The records appear below. Copy each one exactly.
***** STORED DATA
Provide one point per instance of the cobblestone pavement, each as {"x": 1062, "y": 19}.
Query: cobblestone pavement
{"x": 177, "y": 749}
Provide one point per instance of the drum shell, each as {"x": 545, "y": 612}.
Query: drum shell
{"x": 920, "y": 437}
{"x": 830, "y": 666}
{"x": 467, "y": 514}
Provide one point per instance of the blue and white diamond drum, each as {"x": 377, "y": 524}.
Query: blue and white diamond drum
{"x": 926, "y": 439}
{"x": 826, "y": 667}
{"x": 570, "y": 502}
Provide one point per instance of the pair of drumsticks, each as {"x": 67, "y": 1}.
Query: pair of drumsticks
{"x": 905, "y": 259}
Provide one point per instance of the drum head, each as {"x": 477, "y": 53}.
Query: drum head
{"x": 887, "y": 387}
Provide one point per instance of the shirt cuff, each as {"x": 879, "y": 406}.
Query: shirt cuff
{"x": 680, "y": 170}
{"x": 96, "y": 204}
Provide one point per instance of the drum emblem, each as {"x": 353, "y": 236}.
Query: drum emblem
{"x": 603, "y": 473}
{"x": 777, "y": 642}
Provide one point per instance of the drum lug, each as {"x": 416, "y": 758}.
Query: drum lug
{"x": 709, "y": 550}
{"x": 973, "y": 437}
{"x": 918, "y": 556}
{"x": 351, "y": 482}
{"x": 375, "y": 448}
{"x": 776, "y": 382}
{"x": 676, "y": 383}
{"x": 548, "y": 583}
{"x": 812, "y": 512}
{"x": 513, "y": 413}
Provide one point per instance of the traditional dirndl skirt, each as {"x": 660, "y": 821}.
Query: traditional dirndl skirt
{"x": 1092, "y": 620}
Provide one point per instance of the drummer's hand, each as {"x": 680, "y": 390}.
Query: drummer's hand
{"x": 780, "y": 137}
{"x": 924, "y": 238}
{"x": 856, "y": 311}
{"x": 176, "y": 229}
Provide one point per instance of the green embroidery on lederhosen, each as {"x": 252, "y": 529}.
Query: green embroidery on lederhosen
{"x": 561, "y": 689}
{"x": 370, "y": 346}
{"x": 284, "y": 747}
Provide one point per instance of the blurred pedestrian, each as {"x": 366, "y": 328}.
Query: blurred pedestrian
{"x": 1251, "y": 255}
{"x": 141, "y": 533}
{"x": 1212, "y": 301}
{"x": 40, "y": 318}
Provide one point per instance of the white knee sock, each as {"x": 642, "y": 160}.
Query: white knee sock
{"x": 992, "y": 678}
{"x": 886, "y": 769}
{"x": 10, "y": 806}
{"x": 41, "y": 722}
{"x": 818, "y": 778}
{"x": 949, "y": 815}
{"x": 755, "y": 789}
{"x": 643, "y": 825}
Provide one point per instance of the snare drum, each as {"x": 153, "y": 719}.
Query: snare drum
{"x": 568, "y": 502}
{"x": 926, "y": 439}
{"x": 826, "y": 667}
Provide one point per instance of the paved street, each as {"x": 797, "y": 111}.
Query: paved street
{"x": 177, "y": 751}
**********
#### RESPONSE:
Provide one point per instance of the cobblestone pavement, each as {"x": 1062, "y": 19}.
Query: cobblestone pavement
{"x": 177, "y": 749}
Provide one point per instance of the drum shell, each as {"x": 545, "y": 612}.
Query: drum shell
{"x": 920, "y": 437}
{"x": 830, "y": 666}
{"x": 467, "y": 514}
Provide one point per instance of the blue and white diamond drum, each as {"x": 377, "y": 524}.
Query: blue and white diamond drum
{"x": 926, "y": 439}
{"x": 826, "y": 667}
{"x": 570, "y": 502}
Provide one point per instance of the pair of drumsticks, each as {"x": 67, "y": 1}.
Query: pair of drumsticks
{"x": 905, "y": 259}
Provide one point per instance of the drum head, each as {"x": 477, "y": 53}.
Query: drum head
{"x": 887, "y": 387}
Provide one point per instance of the shirt cuff, each as {"x": 879, "y": 406}.
Query: shirt cuff
{"x": 680, "y": 170}
{"x": 96, "y": 204}
Provide one point per instance of the drum emblem, each as {"x": 353, "y": 236}.
Query: drum emblem
{"x": 603, "y": 473}
{"x": 777, "y": 642}
Provide one point per instance of the drum lug, each as {"x": 416, "y": 758}.
Query: drum lug
{"x": 709, "y": 550}
{"x": 973, "y": 437}
{"x": 918, "y": 556}
{"x": 351, "y": 482}
{"x": 375, "y": 448}
{"x": 776, "y": 382}
{"x": 676, "y": 383}
{"x": 548, "y": 583}
{"x": 812, "y": 512}
{"x": 513, "y": 413}
Provide one point per instance of the traditional dirndl skirt, each as {"x": 660, "y": 821}.
Query: traditional dirndl skirt
{"x": 1092, "y": 620}
Provide one point per instance of the drummer's hand, each as {"x": 680, "y": 390}.
Query: drummer's hand
{"x": 780, "y": 137}
{"x": 924, "y": 238}
{"x": 856, "y": 311}
{"x": 176, "y": 229}
Provide one point per instance of the green embroidery on lederhosen, each as {"x": 252, "y": 529}.
Query: green embroidery on lederhosen
{"x": 561, "y": 689}
{"x": 370, "y": 346}
{"x": 284, "y": 747}
Provide one point per instance of the blurred pedestrian, each as {"x": 366, "y": 328}.
Query: blurred pedestrian
{"x": 1251, "y": 255}
{"x": 141, "y": 533}
{"x": 1212, "y": 301}
{"x": 40, "y": 318}
Provide one point per instance of the white knee sock, each as {"x": 642, "y": 160}.
Query: white knee sock
{"x": 992, "y": 678}
{"x": 886, "y": 769}
{"x": 10, "y": 806}
{"x": 41, "y": 722}
{"x": 818, "y": 778}
{"x": 949, "y": 815}
{"x": 755, "y": 789}
{"x": 643, "y": 825}
Provide one point per instance of the snare drum, each as {"x": 153, "y": 719}.
Query: snare drum
{"x": 568, "y": 502}
{"x": 926, "y": 439}
{"x": 826, "y": 667}
Provide one point per instance of the paved street, each as {"x": 797, "y": 111}.
Query: paved street
{"x": 177, "y": 751}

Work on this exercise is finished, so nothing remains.